> _DIRECTION_
Copy out every one of the rows below without changing anything.

> _INFORMATION SHOWN_
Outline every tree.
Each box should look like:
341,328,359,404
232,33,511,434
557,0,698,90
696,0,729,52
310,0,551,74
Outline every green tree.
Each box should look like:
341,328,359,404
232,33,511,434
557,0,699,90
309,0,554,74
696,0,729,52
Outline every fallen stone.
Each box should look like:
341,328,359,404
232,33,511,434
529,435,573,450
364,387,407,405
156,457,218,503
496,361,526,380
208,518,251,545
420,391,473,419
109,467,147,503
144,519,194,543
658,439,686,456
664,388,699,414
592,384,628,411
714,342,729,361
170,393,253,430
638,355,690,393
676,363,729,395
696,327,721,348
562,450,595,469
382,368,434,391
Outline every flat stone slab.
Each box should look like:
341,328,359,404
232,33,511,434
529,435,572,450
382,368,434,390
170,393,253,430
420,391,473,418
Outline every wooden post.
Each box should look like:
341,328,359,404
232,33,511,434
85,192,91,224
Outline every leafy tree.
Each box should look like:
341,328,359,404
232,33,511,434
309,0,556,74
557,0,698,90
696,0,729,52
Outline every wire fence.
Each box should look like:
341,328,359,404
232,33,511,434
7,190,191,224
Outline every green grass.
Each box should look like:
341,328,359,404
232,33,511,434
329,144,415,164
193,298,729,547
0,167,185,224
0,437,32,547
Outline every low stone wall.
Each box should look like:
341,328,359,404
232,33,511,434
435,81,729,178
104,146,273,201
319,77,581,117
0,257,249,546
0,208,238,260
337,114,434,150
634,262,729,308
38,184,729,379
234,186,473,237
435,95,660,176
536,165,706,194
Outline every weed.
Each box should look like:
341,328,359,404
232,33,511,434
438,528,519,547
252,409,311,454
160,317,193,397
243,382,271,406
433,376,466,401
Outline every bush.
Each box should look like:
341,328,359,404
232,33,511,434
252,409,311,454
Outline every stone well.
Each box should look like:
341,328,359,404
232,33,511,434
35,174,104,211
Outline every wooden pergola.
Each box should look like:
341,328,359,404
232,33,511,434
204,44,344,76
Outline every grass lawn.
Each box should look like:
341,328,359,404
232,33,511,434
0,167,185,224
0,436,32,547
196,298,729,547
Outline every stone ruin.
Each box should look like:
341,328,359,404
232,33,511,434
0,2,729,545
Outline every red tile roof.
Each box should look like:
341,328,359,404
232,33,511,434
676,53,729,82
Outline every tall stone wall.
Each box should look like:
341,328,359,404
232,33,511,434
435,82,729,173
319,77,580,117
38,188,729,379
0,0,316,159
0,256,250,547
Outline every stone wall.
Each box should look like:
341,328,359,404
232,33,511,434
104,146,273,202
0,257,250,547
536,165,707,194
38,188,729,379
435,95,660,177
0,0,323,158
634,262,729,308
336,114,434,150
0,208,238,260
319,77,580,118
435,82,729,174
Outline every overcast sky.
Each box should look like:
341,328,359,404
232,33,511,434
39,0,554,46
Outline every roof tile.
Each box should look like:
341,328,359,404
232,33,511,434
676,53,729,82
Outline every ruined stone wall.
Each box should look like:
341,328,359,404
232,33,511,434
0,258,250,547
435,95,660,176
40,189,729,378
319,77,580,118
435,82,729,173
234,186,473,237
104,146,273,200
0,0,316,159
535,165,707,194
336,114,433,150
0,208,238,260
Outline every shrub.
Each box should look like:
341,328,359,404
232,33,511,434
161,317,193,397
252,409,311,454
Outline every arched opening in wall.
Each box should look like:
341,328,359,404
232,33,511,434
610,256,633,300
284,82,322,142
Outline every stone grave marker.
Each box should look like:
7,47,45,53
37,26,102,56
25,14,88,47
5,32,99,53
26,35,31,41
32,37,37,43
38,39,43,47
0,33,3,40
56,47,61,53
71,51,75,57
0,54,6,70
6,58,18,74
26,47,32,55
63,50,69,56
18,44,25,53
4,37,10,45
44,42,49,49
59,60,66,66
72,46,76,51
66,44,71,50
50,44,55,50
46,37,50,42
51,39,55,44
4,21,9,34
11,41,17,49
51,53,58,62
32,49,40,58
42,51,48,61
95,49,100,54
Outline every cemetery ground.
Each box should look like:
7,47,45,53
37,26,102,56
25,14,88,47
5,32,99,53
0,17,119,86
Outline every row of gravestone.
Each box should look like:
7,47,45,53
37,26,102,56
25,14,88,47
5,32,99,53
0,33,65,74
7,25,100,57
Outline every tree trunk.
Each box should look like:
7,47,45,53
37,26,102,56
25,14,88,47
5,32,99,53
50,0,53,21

> _EXERCISE RESULT_
Outline every tree.
Each box should look like:
341,328,359,404
232,33,511,434
557,0,698,90
696,0,729,52
310,0,551,74
Outline every green tree.
Each box should look like:
341,328,359,404
232,33,511,434
557,0,699,90
309,0,554,74
696,0,729,52
Outline every fallen stone.
Each box should look like:
341,328,359,404
232,33,511,434
529,435,573,450
364,387,407,405
156,457,218,503
496,361,526,380
208,518,251,545
420,391,473,419
109,467,147,503
144,519,194,543
658,439,686,456
664,388,699,414
592,384,628,411
714,342,729,361
170,393,253,430
638,355,690,393
676,363,729,395
696,327,721,348
562,450,595,469
382,368,434,391
Outline every flat stone slab.
Each box should look like:
341,328,359,404
232,33,511,434
529,435,572,450
382,368,434,390
170,393,253,430
420,391,473,418
Outline every wooden post.
Each box should look like:
341,328,359,404
232,33,511,434
85,192,91,224
Outline every leafy tree.
Each box should look like:
341,328,359,404
232,33,511,434
309,0,556,74
557,0,698,90
696,0,729,52
Outline every wire fence.
Each box should look like:
341,328,359,404
232,33,511,434
7,190,191,224
Outline every green grass.
Each box should look like:
341,328,359,404
232,33,511,434
329,144,415,164
193,298,729,547
0,167,185,224
0,437,32,547
Outline every low stone wall.
Each box should look like:
341,328,359,404
232,33,511,434
435,81,729,178
104,146,273,201
319,77,581,117
0,257,249,546
0,208,238,260
337,114,434,150
634,262,729,308
38,184,729,379
234,186,473,237
435,95,660,176
536,165,706,194
Outline every weed.
Each box should look like:
341,328,359,404
232,33,511,434
438,528,519,547
252,409,311,454
160,317,193,397
243,382,271,406
433,376,466,401
Outline every bush.
Each box should look like:
341,328,359,404
232,33,511,434
252,409,311,454
Outline every stone well.
Each box should look like:
341,328,359,404
232,33,511,434
35,174,104,211
Outline every wooden pergola.
Each box should look like:
341,328,359,404
232,33,511,434
204,44,344,76
Outline every grass lawn.
Each box should look like:
341,328,359,404
232,33,511,434
0,167,185,224
0,436,32,547
196,298,729,547
Outline every stone ruin.
Each box should look like:
341,328,359,404
232,33,511,434
0,2,729,545
Outline every red tile roof.
Each box should look like:
341,328,359,404
232,33,511,434
676,53,729,82
Outline every tall stone wall.
Each box should look like:
341,328,359,404
232,33,511,434
435,82,729,173
319,77,580,117
38,188,729,379
0,0,316,159
0,256,250,547
Outline every stone wall.
Each box should look like:
341,328,359,404
232,33,511,434
104,146,273,202
0,257,250,547
536,165,707,194
38,188,729,379
435,95,660,177
0,0,323,158
634,262,729,308
336,114,434,150
0,208,238,260
319,77,580,118
435,82,729,174
Outline every overcast sky.
Each box should look like:
341,328,359,404
232,33,511,434
39,0,554,46
Outline every roof tile.
Each box should look like:
341,328,359,404
232,33,511,434
676,53,729,82
Outline every ruined stone wall.
Each box should look like:
341,328,359,404
232,33,511,434
0,258,250,547
435,95,660,176
40,189,729,378
319,77,580,118
435,82,729,173
234,186,473,237
104,146,273,200
0,0,316,159
535,165,707,194
336,114,433,150
0,208,238,260
Outline every shrub.
Each box should look like:
341,328,359,404
232,33,511,434
161,317,193,397
252,409,311,454
Outline every arched opening in wall.
Each box should look like:
341,328,359,404
232,33,511,434
610,256,633,300
284,82,322,142
Outline every stone grave marker.
Each box should look like:
7,47,45,53
37,26,102,56
25,14,88,47
5,32,99,53
26,35,31,41
32,37,37,43
38,39,43,47
0,33,3,40
56,47,61,53
71,51,75,57
0,54,6,70
6,58,18,74
26,47,32,55
63,50,69,56
18,44,25,53
4,37,10,45
44,42,49,49
59,60,66,66
72,46,76,51
66,44,71,50
50,44,55,50
46,37,50,42
51,39,55,44
4,21,9,34
11,41,17,49
51,53,58,62
32,49,40,58
42,51,48,61
95,49,100,54
Outline every cemetery ground.
Each box should look like:
7,47,45,53
37,26,102,56
25,14,88,47
5,32,99,53
0,17,119,86
Outline every row of gravestone.
Each box should look like:
7,47,45,53
37,26,102,56
25,14,88,47
5,32,99,53
0,33,65,74
7,25,100,57
Outline every tree trunk.
Each box should look like:
7,47,45,53
37,26,102,56
25,14,88,47
5,32,99,53
50,0,53,21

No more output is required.